Selected text:
┄┄┄┄┄┄

“For decades, Asian leaders largely ignored climate change. It’s a Western problem, we said. They caused the problem by dumping greenhouse gases into the atmosphere; let them clean it up,” write former Maldivian President Mohamed Nasheed and former President of East Timor José Ramos-Horta in the South China Morning Post.
“Instead, we Asian leaders focused on reducing poverty by growing our economies. We were not responsible for the pollution, we argued; so we should not have to pay for it. Yes, Asia’s industrialisation was quietly building up toxic stores of carbon, but we were only following the rich world’s prescription for success. Carbon equals growth, it said; and, like those who took up smoking on the doctor’s orders, we were not to blame.
There was a time when the assumptions underpinning this line of thinking were true. Not any more.
Climate change has become malignant. It threatens to blunt Asia’s growth and upend our development. Climate scientists are increasingly certain that catastrophic weather events – such as the 2011 floods in Thailand, one of history’s costliest disasters, or last year’s Typhoon Haiyan, which killed thousands of people in the Philippines – will become more frequent and intense.
From small island states to delta settlements, Asia is the climate front line. Seven of the 10 countries most vulnerable to climate change are in Asia and the Pacific. Millions of Asians are at risk. It falls to Asian governments, whose primary responsibility is to protect their citizens, to respond.”

┄┄┄┄┄┄

Extracted data:
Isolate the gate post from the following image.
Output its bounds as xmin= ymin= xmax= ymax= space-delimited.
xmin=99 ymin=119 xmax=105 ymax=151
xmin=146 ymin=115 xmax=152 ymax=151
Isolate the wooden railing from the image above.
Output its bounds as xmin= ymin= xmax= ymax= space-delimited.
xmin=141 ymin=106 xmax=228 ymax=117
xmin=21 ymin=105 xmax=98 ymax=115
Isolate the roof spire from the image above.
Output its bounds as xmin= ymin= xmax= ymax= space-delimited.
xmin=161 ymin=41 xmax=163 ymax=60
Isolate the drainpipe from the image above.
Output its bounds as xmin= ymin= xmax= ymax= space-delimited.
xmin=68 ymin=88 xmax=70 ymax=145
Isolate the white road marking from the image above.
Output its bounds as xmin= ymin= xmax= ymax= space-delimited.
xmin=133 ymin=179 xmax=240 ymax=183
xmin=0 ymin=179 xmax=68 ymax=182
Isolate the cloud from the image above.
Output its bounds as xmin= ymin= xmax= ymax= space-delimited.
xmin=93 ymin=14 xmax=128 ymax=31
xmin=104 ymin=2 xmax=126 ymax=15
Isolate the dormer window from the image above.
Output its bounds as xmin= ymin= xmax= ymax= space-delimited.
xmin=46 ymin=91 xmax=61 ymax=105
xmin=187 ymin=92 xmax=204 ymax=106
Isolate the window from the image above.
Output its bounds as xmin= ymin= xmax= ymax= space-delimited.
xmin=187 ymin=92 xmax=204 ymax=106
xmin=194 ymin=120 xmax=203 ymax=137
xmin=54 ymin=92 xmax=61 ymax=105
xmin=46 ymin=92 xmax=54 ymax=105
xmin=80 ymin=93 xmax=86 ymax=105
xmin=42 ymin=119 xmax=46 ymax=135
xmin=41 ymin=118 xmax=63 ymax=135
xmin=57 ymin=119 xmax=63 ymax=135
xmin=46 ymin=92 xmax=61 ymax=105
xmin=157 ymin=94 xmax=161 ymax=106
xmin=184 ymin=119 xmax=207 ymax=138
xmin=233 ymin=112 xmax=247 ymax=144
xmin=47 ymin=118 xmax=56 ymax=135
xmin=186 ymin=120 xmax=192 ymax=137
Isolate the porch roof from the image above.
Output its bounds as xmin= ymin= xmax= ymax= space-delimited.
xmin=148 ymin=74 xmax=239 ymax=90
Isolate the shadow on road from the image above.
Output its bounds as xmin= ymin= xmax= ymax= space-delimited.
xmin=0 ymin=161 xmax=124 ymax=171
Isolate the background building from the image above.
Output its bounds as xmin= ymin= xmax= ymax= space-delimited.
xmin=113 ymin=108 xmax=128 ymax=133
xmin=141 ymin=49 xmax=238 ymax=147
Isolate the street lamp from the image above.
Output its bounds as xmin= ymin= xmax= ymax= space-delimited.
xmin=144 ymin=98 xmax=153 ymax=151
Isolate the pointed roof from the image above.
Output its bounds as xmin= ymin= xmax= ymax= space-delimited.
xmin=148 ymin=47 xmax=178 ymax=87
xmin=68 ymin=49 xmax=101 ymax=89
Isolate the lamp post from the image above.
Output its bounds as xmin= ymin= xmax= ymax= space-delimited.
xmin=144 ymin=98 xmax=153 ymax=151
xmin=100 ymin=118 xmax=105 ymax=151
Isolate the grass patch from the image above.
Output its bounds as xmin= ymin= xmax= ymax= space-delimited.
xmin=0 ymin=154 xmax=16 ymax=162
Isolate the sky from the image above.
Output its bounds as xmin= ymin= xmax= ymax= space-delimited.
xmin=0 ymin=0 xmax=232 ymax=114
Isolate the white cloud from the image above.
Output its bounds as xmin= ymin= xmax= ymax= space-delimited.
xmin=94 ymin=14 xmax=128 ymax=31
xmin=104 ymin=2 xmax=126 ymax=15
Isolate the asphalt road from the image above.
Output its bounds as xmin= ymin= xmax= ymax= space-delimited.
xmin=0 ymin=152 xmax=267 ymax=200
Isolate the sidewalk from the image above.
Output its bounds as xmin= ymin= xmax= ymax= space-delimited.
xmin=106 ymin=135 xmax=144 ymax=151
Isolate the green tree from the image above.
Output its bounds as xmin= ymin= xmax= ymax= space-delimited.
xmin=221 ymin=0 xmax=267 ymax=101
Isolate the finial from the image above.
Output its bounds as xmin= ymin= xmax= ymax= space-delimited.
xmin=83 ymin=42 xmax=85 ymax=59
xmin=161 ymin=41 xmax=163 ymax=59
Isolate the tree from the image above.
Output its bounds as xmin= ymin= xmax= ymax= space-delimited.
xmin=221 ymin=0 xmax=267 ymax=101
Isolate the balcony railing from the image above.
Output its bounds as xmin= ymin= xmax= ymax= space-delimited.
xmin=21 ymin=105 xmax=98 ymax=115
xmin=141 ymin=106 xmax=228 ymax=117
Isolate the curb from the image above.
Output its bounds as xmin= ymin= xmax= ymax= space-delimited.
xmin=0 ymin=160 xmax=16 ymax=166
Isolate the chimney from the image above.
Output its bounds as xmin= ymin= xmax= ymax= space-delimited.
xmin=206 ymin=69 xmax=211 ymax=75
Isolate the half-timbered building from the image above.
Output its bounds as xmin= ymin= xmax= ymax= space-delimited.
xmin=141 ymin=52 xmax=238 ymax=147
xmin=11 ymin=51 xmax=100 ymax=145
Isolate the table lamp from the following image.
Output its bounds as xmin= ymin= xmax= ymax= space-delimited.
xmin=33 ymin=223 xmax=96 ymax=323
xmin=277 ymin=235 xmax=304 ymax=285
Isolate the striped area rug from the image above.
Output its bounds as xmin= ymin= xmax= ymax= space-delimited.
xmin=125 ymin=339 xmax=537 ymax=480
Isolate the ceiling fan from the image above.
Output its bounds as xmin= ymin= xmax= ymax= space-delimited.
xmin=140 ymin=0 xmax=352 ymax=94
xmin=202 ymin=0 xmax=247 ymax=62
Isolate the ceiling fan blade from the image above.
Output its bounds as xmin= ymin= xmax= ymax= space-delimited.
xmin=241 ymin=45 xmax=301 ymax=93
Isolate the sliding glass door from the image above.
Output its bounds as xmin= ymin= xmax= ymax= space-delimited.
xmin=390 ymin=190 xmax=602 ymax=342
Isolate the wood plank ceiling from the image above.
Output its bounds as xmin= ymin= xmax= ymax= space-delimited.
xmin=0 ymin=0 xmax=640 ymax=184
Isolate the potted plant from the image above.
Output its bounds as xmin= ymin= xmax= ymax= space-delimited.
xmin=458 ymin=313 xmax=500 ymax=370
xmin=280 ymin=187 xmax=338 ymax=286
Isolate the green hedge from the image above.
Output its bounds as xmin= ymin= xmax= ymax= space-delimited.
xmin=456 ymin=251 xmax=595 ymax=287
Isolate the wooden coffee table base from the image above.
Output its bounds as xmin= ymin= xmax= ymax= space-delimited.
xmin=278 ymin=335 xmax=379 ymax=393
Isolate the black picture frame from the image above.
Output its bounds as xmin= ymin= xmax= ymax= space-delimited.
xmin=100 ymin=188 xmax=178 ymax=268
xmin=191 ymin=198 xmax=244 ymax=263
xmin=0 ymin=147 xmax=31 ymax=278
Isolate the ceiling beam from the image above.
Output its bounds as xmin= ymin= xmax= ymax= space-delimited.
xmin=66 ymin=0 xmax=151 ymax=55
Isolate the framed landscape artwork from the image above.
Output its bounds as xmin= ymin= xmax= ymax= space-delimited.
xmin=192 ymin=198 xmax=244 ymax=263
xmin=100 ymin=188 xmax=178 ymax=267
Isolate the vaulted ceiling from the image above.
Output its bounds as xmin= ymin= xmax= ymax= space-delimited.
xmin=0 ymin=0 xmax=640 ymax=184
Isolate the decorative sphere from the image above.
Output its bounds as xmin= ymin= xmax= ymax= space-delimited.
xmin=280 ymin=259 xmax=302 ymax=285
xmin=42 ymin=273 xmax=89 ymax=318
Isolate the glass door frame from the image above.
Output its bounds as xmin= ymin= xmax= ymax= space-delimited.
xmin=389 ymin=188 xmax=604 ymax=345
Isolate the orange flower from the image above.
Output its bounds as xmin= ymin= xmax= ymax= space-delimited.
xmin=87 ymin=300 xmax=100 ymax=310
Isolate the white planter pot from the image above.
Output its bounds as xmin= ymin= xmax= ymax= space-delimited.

┄┄┄┄┄┄

Requirement:
Return part of the passage on climate change in Asia verbatim, beginning at the words "Climate change has" and stopping after "frequent and intense.". The data has nothing to do with the passage on climate change in Asia.

Answer section:
Climate change has become malignant. It threatens to blunt Asia’s growth and upend our development. Climate scientists are increasingly certain that catastrophic weather events – such as the 2011 floods in Thailand, one of history’s costliest disasters, or last year’s Typhoon Haiyan, which killed thousands of people in the Philippines – will become more frequent and intense.